• EXERCISE GOAL: Please write out, exactly as given, the line that contains "it for silver" and all lines that follow it through the end of the listing, and nothing else.

• INFORMATION SUPPLIED:
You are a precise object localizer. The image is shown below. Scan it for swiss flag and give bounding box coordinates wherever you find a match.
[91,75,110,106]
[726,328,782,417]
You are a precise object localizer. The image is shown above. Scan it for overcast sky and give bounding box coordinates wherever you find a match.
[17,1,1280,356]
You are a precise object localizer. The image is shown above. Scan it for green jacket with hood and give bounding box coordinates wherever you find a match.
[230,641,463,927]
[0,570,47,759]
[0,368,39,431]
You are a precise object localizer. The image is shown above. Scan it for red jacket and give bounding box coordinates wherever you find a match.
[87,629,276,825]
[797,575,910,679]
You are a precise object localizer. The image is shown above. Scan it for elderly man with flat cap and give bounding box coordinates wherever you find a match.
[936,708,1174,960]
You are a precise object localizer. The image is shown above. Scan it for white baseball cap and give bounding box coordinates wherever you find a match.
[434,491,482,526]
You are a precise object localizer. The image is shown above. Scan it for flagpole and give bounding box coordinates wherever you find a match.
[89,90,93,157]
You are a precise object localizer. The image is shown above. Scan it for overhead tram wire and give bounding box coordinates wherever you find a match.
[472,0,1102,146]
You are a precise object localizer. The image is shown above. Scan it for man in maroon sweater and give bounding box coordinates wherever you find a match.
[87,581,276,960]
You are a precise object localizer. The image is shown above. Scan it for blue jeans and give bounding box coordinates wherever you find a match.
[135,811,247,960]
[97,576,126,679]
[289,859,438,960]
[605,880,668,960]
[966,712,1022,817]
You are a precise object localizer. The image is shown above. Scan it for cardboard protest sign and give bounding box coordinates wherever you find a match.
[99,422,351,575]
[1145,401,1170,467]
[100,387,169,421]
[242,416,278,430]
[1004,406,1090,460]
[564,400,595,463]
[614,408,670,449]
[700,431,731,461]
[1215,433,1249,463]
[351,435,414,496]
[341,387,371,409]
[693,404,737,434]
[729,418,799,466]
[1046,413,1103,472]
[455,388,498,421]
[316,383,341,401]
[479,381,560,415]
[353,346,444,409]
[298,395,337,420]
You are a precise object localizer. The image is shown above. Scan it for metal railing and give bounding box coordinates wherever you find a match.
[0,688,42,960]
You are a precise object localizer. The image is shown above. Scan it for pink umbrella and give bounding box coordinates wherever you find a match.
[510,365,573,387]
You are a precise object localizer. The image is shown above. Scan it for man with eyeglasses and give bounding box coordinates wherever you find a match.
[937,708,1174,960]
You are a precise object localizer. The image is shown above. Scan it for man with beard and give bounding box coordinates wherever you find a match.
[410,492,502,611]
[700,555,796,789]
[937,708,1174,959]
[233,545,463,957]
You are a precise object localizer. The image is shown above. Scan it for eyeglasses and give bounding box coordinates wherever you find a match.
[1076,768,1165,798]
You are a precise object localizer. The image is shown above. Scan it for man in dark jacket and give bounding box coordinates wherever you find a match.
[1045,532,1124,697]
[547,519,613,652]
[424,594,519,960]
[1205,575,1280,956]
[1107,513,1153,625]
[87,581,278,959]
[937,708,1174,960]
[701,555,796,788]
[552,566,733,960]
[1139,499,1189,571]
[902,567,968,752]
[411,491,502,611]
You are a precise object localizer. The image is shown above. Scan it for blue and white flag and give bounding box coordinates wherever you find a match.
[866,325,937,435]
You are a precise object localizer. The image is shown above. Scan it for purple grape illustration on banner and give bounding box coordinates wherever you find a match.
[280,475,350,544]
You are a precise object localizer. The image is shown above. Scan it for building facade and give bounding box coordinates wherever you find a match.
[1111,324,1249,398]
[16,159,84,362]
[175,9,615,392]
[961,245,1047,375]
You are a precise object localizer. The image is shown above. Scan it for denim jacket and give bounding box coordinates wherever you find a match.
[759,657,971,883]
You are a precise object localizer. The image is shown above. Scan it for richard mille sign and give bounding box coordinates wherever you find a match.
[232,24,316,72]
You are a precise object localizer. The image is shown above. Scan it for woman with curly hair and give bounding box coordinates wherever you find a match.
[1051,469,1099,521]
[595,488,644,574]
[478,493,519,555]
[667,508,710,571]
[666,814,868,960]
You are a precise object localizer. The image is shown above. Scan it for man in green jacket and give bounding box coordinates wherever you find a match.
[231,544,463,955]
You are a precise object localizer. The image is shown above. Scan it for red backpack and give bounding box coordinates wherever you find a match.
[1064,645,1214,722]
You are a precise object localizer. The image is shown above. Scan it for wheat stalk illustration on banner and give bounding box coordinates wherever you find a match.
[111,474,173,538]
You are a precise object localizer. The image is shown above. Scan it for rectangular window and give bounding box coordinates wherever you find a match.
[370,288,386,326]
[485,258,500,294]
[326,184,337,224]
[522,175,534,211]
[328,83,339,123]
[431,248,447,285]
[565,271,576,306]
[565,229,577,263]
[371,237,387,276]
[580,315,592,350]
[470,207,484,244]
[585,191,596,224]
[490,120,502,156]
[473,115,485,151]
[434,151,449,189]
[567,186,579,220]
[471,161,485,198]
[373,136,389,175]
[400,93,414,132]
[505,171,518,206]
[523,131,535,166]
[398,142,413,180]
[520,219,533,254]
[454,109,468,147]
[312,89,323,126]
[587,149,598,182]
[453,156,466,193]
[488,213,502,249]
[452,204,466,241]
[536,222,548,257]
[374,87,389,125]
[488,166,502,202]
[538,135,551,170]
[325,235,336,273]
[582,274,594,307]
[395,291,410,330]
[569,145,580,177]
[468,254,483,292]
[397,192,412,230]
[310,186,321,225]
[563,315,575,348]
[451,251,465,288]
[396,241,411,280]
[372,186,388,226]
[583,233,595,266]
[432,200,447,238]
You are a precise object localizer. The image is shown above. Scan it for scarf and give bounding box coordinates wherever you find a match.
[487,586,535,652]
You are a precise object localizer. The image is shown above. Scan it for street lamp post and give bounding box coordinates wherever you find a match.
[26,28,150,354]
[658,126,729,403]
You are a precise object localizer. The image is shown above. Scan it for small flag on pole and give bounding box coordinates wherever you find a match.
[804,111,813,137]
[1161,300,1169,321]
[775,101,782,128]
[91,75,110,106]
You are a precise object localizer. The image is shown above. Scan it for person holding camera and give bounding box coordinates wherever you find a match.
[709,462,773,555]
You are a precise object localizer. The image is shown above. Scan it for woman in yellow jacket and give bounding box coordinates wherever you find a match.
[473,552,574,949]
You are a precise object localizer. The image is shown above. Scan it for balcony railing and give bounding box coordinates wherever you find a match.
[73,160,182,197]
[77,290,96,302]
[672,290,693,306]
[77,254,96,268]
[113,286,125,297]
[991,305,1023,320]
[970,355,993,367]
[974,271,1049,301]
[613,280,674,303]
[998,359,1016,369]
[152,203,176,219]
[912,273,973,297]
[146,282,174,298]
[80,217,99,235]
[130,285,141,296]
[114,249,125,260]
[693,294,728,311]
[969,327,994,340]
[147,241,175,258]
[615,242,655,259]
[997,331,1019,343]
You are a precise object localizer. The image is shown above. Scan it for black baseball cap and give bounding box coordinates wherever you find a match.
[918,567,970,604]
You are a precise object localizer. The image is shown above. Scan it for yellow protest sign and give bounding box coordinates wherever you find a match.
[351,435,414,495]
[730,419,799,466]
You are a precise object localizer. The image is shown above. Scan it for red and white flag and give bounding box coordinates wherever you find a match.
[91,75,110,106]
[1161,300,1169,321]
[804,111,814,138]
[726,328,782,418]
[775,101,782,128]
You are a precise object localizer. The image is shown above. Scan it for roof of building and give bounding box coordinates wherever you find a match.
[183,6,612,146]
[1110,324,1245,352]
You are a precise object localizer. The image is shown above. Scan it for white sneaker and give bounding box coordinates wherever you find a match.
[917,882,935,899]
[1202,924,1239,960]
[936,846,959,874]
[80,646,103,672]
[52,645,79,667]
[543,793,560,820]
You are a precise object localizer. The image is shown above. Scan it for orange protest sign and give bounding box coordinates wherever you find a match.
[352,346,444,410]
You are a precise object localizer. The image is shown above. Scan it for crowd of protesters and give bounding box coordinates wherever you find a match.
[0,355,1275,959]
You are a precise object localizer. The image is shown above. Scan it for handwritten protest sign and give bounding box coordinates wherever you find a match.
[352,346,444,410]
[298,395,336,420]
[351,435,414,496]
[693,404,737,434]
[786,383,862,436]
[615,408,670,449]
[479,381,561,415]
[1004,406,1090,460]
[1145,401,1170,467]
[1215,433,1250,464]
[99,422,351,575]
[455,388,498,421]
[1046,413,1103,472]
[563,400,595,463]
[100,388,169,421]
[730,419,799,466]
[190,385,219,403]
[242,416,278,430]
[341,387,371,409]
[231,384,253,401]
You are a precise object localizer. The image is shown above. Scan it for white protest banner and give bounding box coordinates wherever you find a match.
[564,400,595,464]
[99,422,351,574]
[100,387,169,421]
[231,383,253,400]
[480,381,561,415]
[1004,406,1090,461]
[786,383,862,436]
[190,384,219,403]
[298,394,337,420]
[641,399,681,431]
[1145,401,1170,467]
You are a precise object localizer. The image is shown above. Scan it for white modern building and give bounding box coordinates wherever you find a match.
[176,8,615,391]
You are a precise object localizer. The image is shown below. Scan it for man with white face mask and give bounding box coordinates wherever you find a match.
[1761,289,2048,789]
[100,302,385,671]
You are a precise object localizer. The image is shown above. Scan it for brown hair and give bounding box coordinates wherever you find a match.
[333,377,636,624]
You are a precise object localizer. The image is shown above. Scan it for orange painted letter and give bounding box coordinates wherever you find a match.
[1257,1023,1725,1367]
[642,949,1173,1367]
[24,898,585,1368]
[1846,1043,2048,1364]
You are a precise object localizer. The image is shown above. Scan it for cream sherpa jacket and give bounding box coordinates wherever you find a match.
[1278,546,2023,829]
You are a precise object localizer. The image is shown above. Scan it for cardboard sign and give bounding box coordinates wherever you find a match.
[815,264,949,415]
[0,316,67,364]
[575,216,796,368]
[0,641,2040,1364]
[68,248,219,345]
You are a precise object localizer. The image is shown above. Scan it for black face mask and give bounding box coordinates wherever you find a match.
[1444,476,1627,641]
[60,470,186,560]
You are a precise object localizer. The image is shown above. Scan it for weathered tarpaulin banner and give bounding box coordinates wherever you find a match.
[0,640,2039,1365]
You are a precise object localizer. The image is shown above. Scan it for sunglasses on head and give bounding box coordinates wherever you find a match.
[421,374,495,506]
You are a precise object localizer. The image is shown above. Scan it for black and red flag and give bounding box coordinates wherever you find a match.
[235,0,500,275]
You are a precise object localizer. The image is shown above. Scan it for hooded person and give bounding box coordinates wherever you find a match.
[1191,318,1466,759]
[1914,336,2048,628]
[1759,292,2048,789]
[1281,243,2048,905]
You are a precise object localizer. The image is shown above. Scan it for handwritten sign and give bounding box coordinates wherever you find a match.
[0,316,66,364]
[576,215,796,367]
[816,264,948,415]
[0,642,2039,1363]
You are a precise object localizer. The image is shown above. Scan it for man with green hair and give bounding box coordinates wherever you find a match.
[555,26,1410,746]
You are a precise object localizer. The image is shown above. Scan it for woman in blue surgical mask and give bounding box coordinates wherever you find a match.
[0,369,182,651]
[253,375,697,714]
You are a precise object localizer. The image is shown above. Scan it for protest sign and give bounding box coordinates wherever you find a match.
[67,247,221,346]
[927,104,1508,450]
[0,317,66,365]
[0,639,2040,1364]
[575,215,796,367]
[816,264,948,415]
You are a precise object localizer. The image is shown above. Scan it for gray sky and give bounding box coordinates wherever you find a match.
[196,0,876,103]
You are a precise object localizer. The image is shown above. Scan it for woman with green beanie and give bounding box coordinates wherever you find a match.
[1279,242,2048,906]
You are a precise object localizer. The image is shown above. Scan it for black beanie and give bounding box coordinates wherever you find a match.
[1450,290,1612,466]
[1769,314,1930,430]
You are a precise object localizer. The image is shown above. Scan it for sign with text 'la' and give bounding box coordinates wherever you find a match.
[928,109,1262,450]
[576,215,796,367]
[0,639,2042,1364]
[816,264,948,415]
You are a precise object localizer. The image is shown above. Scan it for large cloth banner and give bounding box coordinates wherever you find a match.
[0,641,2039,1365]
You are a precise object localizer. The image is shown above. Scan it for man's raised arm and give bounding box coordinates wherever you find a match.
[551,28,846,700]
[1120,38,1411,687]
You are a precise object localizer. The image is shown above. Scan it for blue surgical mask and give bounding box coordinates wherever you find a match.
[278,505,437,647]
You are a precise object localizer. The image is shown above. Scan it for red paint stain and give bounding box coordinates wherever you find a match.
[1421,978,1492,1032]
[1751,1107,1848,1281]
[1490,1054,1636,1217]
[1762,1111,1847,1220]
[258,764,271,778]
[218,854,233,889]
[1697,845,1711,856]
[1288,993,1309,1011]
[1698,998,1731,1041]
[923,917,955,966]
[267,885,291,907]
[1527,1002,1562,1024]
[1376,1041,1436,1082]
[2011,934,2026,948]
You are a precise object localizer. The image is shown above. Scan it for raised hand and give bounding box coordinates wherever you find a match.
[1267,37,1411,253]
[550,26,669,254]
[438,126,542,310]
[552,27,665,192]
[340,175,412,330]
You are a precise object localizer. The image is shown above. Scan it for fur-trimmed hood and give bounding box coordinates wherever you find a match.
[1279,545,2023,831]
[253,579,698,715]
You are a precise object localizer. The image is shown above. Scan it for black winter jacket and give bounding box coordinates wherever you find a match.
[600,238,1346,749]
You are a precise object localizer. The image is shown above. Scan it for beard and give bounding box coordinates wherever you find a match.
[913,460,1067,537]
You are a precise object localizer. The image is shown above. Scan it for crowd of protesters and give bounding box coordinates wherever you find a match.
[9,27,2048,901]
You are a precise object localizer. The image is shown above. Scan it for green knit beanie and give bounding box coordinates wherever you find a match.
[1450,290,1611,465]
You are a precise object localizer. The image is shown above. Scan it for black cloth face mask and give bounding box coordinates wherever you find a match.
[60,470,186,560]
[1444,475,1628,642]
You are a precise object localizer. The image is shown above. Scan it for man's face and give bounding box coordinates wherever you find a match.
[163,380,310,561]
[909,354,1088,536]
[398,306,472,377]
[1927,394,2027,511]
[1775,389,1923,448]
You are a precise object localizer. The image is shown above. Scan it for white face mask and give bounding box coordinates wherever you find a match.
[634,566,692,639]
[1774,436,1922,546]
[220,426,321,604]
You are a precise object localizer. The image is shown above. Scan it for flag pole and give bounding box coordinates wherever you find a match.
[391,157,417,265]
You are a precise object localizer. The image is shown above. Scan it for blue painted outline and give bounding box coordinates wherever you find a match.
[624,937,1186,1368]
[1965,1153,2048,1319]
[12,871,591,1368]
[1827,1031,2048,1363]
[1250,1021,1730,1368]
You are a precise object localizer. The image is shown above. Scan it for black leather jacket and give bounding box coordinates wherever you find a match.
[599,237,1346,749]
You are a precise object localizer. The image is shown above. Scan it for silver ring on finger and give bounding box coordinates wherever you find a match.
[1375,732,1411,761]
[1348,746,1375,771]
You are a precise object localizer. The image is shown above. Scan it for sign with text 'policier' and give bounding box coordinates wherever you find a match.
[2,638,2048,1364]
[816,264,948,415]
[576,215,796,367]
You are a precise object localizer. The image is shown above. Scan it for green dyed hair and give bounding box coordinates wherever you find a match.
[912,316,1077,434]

• RESPONSE AREA:
You are a precise object localizer. The image is shown above. Scan it for silver ring on finger and give bounding box coordinates wherever you find a match.
[1375,732,1411,761]
[1348,746,1375,771]
You are a precise object localizer. The image is shown above. Scan it for sign with text 'policier' and give bounding box coordinates wherever you find a match.
[2,638,2048,1364]
[816,264,948,415]
[576,215,796,367]
You are a precise object localizer. The image is shown above. Scan it for green dyed hair and give bounding box coordinates wherever you find a match.
[912,316,1077,434]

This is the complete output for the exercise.